Estratto della fonte
###

Nei giorni del conflitto fra Israele e Iran si è andato delineando il classico pallottoliere internazionale di amici e nemici di uno o dell’altro sfidante. Nel subbuglio creato dalla guerra è interessante vedere dove e come si schierano i vari attori internazionali che hanno più o meno interessi nella guerra in corso. Fra questi c’è il Pakistan, paese confinante con l’Iran nonché uno dei pochi stati al mondo a detenere l’arma nucleare.
Il 14 giugno, giorno dopo lo scoppio del conflitto, il capo dell’esercito pakistano Asim Munir ha avuto un incontro di due ore con Donald Trump. A seguito del summit il generale ha espresso la sua “profonda gratitudine” a Trump per il ruolo svolto nel conflitto fra Pakistan e India di inizio maggio. Il presidente americano ha a sua volta incensato l’incontro, dicendosi “onorato” di aver incontrato il generale. Un cambio notevole nelle relazioni fra Washington e Islamabad che però, come riferito ad Al Jazeera dall’esperta di sicurezza Sahar Khan, non significa che i due paesi “siano amici”, piuttosto che vi sia stato un “ammorbidimento della relazione”.
I paesi a maggioranza islamica del sud asiatico – Afghanistan, Bangladesh, Maldive e Pakistan – hanno fortemente condannato gli attacchi israeliani all’Iran; fra gli attori citati nessuno ha legami formali con Israele mentre tutti hanno relazioni amichevoli con Teheran – gli stessi sono inoltre legati da significativi scambi commerciali con il Medio Oriente e dalla presenza di diversi concittadini emigrati nell’area. Di quelli citati, il Pakistan è probabilmente il paese più colpito dallo scoppio della guerra fra Iran e Israele e, per la sua posizione sullo scacchiere internazionale, è impegnato in un difficile equilibrio diplomatico.

###

Dati forniti
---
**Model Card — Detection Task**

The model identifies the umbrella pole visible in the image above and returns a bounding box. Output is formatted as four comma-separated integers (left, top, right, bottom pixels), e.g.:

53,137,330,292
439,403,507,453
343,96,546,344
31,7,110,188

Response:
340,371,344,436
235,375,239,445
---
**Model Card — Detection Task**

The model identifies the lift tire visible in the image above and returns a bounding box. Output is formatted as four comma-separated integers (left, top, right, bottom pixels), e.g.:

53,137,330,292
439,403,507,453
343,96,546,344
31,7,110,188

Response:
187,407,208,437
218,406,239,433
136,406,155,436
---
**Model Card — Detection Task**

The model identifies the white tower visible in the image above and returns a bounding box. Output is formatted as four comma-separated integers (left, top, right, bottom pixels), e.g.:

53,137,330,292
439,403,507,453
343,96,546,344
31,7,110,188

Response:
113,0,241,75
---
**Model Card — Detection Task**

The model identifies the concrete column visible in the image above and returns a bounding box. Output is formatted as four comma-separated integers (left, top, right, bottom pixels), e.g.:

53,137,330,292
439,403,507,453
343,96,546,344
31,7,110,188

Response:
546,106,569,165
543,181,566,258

###

Esercizio scritto A
Indica se ciascuna affermazione concorda con l'estratto e rispondi sì o no, citando le parole decisive del testo.
(i) Asim Munir ha incontrato Donald Trump per due ore il 14 giugno.
(ii) Secondo Sahar Khan, Stati Uniti e Pakistan sono ormai amici.
(iii) Il Bangladesh ha legami formali con Israele.
Esercizio scritto B
Traduci in inglese, per favore, questa frase dell'estratto: "Il presidente americano ha a sua volta incensato l’incontro, dicendosi “onorato” di aver incontrato il generale."
Esercizio scritto C
Elenca tutti i paesi a maggioranza islamica del sud asiatico nominati nell'estratto.
Le voci riportate non hanno alcun legame con l'estratto.

Risposta svolta A
(i) Sì: "Il 14 giugno, giorno dopo lo scoppio del conflitto, il capo dell’esercito pakistano Asim Munir ha avuto un incontro di due ore con Donald Trump".
(ii) No: "non significa che i due paesi “siano amici”".
(iii) No: "fra gli attori citati nessuno ha legami formali con Israele".

Risposta svolta B
The American president in turn praised the meeting, saying he was "honored" to have met the general.

Risposta svolta C
Afghanistan, Bangladesh, Maldive, Pakistan